### Text segment
*-*-*
A “virtuous” girl or woman who feels sexual yearning considers herself a “dirty slut.” I remember a young woman in prison who had not, like so many other prisoners, turned “penitent” by recanting her beliefs and ideology. And yet, she was, like the “penitents,” full of shame and regret. Once she confessed to other inmates that she felt like her body was nothing but a piece of rotten, stinking slime and she had to reform herself. Under the pressures of the prison’s director, who insisted that all political prisoners, men or women, were “lecherous animals,” another girl was forced to confess that what attracted her to a particular political organization was the fact that it enabled her to mingle with boys. This “horrifying confession” created a commotion among the other women prisoners. After she returned to her ward, she was harassed so much by the others that she soon committed suicide.
 
The Revolution, or the War of the “Pious Woman” to Escape a Domestic Prison?
 
Let us look at the Islamic Revolution and its political struggles from an unconventional perspective. Why were thousands of girls and young women executed from 1981 to 1988? I believe that their exaggerated “piety” was the reason behind their attraction to different political organizations. They had been repressed by narrow-minded religious norms for too long. Thus, they reacted by embracing the different ideologies that they thought would give them an opportunity to live more freely. Of course, this dramatic swerve left catastrophic consequences in its wake as many of these women fell victim to the tyranny of a ruthless theocratic regime. It was only after the mass executions of Khomeini’s era that “the pious woman” in its new sense emerged in Iran.
 
The mandatory unveiling or hejab ban imposed by Reza Shah, along with the permission for girls to enter schools and universities, suddenly changed the traditional definition of womanhood. Now a woman could study and work. A large number of women began to go to work in offices and factories. Many of these young women remained unmarried because societal norms did not tolerate a woman who worked outside of the home. But many of them also married and thus form the core of a new kind of family which was unmistakably different from the traditional one. This new breed, were women who intermingled with men, went to the seashore, wore swimsuits, went to Europe, attended dance parties, and began a new “Westernized” lifestyle – without being considered “impious.”
*-*-*
### Set exercise 1
Extract every line of the records that contains the string "brick".
The text and the records that follow it have no connection to each other.
*-*-*
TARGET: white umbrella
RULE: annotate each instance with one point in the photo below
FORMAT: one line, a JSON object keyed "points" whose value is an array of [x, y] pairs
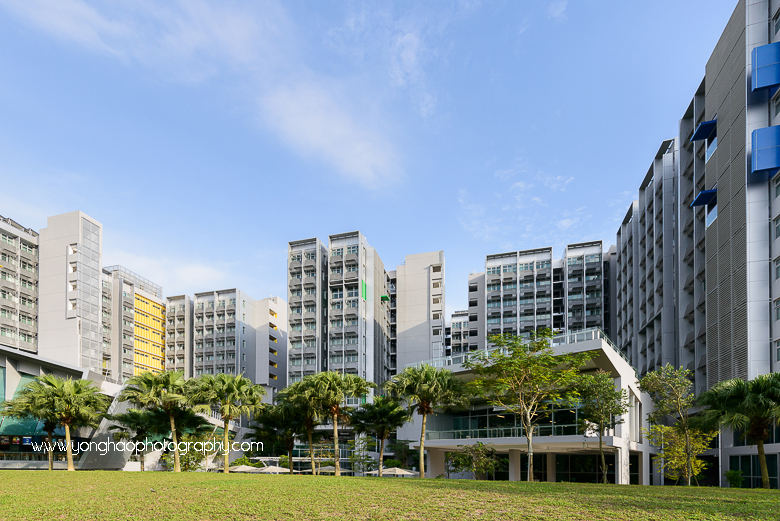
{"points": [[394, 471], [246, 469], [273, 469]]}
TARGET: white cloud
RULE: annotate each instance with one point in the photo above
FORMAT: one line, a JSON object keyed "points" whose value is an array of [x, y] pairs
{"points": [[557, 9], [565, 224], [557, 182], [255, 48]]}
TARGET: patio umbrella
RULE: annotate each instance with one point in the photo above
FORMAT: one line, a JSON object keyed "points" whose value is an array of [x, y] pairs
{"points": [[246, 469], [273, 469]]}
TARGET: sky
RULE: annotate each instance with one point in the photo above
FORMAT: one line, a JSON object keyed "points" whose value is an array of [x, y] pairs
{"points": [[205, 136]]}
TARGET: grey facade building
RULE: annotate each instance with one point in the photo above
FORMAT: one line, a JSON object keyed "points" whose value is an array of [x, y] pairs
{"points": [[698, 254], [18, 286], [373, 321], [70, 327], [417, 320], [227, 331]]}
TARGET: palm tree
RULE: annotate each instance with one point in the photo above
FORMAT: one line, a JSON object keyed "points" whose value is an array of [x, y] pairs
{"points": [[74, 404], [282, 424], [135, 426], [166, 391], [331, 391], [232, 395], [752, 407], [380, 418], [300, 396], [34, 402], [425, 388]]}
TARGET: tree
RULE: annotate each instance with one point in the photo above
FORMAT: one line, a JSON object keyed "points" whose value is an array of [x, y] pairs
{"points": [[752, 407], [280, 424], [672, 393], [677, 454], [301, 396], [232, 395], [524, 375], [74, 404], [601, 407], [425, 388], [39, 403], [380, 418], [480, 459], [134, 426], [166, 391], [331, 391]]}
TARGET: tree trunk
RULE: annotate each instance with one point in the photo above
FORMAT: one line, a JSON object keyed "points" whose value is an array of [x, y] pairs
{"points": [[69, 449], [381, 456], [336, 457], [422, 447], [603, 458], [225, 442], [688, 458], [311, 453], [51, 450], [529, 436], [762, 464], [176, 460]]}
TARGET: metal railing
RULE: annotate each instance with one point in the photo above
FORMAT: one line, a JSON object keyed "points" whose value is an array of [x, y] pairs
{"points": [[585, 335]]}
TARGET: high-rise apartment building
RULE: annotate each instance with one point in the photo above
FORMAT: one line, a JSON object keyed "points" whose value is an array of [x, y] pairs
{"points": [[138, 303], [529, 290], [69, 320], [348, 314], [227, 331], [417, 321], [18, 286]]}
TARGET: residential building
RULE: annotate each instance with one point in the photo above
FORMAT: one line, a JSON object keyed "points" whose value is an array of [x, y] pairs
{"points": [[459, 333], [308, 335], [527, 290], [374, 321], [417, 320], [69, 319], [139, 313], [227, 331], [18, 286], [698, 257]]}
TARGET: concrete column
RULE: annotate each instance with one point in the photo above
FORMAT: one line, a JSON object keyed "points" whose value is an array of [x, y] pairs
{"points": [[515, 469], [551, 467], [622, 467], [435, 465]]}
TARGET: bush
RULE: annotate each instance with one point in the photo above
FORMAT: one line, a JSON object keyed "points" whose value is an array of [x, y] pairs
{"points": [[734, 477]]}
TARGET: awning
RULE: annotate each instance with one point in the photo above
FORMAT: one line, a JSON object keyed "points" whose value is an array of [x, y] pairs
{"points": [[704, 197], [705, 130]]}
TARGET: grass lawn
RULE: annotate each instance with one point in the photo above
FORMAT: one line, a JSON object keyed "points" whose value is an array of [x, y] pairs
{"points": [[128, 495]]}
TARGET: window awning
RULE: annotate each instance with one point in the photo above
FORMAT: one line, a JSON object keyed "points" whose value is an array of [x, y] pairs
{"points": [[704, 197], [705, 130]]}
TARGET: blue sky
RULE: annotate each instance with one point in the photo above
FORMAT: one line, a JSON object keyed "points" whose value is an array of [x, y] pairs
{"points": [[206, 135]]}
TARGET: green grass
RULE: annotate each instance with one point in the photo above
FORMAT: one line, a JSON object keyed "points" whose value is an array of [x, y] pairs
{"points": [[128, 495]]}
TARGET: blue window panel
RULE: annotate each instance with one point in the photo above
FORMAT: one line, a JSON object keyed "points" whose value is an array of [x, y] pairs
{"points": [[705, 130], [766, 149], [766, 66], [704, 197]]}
*-*-*
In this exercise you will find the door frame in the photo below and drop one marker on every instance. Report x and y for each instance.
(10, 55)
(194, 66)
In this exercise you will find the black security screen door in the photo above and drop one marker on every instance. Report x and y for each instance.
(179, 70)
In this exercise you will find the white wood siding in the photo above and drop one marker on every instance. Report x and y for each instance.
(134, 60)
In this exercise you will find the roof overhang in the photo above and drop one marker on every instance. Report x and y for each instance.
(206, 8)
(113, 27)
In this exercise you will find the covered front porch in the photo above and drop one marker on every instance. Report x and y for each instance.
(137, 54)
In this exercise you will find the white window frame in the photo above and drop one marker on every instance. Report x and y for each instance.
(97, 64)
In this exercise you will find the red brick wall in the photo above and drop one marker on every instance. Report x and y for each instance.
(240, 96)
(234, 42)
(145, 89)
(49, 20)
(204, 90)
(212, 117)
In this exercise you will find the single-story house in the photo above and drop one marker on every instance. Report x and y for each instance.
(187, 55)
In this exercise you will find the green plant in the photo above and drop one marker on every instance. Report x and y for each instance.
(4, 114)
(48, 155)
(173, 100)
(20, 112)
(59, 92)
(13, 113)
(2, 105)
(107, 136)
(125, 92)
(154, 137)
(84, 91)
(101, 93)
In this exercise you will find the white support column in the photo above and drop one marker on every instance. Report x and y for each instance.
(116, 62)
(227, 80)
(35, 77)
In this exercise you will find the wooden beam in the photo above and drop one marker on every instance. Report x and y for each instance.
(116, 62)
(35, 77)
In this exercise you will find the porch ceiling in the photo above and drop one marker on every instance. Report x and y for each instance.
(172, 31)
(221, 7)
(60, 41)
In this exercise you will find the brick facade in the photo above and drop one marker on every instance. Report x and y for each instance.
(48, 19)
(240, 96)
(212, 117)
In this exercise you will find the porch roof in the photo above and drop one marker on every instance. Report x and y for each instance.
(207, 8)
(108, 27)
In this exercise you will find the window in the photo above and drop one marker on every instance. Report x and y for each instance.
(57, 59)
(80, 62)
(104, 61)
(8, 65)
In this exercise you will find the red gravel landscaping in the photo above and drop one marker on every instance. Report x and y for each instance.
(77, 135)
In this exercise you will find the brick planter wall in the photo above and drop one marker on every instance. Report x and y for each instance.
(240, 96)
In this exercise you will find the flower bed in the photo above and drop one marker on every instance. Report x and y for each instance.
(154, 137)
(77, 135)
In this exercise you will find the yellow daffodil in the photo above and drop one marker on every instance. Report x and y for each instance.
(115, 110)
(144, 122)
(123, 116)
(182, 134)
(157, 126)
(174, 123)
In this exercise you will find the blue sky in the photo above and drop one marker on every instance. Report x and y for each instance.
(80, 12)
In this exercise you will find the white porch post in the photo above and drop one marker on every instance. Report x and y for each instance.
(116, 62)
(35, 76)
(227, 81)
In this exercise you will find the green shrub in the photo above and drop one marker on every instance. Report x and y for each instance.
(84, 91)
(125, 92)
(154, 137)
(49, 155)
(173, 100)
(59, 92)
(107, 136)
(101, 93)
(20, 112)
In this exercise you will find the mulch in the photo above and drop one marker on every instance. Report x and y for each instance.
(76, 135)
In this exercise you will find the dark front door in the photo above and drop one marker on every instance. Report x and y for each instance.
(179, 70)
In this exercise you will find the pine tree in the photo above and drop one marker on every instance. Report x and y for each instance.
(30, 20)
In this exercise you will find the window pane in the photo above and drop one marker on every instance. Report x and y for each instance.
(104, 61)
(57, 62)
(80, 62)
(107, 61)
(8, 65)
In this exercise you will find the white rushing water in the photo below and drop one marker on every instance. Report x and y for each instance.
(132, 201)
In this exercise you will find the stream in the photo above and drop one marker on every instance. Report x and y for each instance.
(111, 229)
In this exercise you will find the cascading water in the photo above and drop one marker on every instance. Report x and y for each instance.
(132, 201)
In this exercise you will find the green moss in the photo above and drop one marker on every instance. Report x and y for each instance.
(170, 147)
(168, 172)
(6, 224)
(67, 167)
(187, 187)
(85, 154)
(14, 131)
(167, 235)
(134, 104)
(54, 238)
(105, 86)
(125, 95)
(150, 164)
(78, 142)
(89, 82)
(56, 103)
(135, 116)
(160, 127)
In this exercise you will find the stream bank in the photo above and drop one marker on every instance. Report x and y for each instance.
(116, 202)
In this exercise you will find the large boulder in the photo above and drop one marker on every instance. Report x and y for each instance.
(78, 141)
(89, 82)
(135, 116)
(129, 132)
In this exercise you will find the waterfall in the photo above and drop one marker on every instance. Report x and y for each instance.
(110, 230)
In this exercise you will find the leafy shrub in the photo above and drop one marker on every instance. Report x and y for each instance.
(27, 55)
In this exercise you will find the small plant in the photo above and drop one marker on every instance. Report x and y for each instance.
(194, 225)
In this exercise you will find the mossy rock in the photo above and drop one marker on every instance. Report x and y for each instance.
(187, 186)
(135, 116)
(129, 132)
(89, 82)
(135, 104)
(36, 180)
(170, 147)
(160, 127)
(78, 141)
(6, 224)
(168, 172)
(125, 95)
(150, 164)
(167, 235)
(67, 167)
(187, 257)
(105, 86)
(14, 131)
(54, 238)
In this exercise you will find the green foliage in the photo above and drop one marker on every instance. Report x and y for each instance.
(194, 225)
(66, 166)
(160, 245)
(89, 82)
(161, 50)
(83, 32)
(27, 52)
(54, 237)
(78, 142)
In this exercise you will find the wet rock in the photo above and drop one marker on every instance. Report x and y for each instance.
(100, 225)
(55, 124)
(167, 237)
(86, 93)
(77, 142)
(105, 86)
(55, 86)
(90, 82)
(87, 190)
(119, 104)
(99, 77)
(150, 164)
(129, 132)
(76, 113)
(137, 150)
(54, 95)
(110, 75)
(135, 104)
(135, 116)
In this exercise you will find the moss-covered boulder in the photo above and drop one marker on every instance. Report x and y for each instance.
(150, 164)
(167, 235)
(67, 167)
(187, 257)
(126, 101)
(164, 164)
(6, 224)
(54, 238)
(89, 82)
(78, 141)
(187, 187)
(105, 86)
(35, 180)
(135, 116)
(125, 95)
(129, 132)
*-*-*
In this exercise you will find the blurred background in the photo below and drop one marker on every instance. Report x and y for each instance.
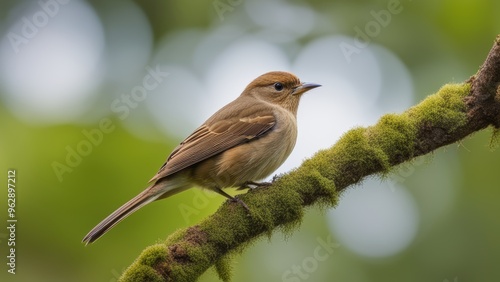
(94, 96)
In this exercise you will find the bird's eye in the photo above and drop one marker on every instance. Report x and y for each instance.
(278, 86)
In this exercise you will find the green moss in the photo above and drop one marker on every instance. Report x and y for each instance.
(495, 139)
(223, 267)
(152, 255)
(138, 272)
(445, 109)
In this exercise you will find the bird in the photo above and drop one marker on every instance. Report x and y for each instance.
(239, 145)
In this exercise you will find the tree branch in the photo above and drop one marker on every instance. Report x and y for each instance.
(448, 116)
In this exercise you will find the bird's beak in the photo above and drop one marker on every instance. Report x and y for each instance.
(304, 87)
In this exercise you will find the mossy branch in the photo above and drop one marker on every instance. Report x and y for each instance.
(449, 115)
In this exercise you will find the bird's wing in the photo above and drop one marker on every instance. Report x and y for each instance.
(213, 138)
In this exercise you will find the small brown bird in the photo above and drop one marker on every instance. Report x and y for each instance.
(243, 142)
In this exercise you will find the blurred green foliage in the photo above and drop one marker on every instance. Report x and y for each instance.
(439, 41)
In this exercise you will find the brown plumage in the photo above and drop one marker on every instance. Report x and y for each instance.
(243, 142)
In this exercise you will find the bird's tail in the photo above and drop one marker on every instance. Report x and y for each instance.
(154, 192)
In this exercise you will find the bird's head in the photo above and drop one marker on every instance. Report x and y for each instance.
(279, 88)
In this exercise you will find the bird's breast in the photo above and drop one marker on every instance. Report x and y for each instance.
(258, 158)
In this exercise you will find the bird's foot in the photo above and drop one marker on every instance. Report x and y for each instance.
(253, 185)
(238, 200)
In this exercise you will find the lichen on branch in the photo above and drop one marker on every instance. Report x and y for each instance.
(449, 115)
*-*-*
### Set exercise 2
In the passage on women in Iran, who imposed the mandatory unveiling, or hejab ban?

### Exercise solution 1
In this exercise you will find the red brick wall in the photo above and drop one marker on every instance. Report x and y for each instance.
In this exercise you will find the brick facade in the photo above and drop one marker on every instance. Report x and y for each instance.
In this exercise you will find the brick planter wall in the photo above and drop one marker on every instance. Report x and y for each instance.

### Exercise solution 2
Reza Shah